▶ _What needs to be done_
Produce the records below again, word for word, but stop after the line that contains "Query: distant hill".

---

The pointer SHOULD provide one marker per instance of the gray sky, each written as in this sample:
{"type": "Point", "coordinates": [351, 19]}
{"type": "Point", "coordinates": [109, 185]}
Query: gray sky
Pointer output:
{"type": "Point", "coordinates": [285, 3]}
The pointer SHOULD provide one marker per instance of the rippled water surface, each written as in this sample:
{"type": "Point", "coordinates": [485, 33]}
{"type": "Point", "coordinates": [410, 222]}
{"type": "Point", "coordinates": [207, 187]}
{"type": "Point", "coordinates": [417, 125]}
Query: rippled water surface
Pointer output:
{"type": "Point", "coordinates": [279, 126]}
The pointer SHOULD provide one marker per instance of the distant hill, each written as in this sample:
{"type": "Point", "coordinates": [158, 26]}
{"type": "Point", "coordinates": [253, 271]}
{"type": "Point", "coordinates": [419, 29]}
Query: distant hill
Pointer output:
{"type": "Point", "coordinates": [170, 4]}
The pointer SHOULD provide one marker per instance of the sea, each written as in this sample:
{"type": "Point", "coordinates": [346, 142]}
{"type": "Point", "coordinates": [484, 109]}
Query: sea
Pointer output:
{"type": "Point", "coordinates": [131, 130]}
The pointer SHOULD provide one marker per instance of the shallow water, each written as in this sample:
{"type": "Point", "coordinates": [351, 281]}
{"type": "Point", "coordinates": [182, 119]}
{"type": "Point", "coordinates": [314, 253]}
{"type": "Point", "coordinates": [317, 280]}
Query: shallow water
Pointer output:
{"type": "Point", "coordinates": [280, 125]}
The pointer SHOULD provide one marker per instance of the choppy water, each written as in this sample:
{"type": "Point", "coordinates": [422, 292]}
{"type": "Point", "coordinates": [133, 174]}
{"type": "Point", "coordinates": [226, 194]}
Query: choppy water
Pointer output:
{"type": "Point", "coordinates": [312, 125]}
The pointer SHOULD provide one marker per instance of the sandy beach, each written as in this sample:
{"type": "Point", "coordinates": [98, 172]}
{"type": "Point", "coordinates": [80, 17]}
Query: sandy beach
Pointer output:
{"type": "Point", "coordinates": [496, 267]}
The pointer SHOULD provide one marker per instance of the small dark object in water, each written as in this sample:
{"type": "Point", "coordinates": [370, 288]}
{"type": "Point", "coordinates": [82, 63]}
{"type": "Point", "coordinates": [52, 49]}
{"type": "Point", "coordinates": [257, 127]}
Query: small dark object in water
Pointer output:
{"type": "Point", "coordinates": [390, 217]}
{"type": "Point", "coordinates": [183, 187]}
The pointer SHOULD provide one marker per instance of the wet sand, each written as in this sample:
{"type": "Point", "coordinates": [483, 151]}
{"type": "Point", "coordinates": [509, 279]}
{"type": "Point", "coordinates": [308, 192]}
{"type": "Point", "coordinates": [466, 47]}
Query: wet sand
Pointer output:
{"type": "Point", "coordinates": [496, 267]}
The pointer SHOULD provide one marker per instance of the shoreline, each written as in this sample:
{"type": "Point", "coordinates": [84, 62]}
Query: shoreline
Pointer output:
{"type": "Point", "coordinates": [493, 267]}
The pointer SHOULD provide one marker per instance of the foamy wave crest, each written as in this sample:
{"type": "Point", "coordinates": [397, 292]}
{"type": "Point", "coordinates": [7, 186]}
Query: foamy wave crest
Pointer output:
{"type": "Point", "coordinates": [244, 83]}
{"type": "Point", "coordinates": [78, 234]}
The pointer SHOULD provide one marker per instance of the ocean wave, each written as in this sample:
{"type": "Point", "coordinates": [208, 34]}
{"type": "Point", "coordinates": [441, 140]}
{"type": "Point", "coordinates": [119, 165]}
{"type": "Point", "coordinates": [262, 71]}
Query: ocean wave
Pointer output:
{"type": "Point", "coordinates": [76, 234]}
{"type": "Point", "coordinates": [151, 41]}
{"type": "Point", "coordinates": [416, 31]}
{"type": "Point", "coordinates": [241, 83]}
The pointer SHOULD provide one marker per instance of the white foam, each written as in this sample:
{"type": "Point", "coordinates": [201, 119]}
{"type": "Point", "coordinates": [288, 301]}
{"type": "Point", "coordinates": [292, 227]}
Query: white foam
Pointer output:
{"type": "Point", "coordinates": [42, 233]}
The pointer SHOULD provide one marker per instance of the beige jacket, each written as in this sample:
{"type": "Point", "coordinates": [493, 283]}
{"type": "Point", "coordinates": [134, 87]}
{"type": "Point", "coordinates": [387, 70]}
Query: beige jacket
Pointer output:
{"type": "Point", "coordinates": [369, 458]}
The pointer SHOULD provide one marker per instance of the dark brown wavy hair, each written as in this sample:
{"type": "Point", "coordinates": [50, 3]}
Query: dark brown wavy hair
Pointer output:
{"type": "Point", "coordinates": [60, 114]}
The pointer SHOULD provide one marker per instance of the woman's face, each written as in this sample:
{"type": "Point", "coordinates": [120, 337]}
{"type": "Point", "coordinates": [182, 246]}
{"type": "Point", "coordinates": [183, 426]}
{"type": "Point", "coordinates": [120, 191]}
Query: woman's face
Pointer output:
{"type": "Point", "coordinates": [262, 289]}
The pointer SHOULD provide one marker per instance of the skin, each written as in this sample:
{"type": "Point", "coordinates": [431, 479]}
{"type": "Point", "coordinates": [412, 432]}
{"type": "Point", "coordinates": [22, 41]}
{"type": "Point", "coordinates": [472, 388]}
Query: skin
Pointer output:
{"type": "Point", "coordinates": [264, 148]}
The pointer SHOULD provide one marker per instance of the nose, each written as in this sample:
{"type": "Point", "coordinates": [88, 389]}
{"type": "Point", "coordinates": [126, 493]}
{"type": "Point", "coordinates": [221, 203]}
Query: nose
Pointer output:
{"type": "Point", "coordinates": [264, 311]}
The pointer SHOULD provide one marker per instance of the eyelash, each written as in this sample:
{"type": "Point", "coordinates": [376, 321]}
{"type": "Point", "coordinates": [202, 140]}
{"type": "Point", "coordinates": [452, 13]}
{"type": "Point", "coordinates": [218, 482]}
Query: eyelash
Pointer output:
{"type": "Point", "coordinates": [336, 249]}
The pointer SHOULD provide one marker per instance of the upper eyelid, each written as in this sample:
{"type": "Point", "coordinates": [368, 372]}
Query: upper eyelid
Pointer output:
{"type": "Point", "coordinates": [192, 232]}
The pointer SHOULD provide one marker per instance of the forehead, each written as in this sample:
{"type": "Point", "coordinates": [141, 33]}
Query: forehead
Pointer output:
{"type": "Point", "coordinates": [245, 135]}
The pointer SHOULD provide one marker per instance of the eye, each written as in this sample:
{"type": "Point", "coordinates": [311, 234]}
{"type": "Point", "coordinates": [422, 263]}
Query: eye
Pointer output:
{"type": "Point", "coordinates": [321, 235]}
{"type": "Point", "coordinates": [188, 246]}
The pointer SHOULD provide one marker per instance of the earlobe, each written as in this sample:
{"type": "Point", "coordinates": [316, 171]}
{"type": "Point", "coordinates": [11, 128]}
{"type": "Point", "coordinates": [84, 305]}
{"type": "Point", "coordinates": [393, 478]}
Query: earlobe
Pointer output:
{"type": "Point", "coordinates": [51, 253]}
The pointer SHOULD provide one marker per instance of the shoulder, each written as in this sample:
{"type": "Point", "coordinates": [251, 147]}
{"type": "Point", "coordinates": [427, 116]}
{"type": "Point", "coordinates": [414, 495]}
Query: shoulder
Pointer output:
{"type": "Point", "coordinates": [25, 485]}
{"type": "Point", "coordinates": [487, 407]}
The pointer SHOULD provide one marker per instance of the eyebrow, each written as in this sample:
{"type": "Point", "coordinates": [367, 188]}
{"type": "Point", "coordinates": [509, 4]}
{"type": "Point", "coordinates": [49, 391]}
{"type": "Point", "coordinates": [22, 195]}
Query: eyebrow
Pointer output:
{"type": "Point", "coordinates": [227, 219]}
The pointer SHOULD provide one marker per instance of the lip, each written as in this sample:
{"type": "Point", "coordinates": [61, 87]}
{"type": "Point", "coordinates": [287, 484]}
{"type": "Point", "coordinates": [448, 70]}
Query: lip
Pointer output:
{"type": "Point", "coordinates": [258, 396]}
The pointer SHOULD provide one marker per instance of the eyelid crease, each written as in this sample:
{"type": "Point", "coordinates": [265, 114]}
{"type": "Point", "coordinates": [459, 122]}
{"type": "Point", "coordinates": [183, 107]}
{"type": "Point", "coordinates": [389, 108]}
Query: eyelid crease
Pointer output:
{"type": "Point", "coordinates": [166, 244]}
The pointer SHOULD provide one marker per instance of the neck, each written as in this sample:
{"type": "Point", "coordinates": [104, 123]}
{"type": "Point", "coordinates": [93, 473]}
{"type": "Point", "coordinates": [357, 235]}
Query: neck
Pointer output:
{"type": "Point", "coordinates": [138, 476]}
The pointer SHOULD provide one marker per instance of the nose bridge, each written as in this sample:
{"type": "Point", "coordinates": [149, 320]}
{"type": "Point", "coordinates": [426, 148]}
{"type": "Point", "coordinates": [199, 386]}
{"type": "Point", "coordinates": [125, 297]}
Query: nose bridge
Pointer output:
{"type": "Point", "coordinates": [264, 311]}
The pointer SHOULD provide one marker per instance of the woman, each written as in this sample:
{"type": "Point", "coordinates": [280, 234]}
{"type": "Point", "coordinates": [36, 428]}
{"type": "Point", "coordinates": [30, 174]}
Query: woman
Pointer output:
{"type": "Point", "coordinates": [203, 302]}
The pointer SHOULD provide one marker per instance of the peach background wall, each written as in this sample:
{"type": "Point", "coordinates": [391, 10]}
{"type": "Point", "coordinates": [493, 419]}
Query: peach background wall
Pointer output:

---

▶ _Answer below_
The pointer SHOULD provide one marker per instance of the gray sky, each written as in this sample:
{"type": "Point", "coordinates": [351, 19]}
{"type": "Point", "coordinates": [109, 185]}
Query: gray sky
Pointer output:
{"type": "Point", "coordinates": [285, 3]}
The pointer SHOULD provide one marker per instance of the rippled water surface, each written as in this sample:
{"type": "Point", "coordinates": [485, 33]}
{"type": "Point", "coordinates": [410, 222]}
{"type": "Point", "coordinates": [207, 187]}
{"type": "Point", "coordinates": [417, 125]}
Query: rippled water surface
Pointer output:
{"type": "Point", "coordinates": [279, 126]}
The pointer SHOULD provide one marker per instance of the distant hill, each written as in this sample:
{"type": "Point", "coordinates": [158, 26]}
{"type": "Point", "coordinates": [253, 271]}
{"type": "Point", "coordinates": [419, 29]}
Query: distant hill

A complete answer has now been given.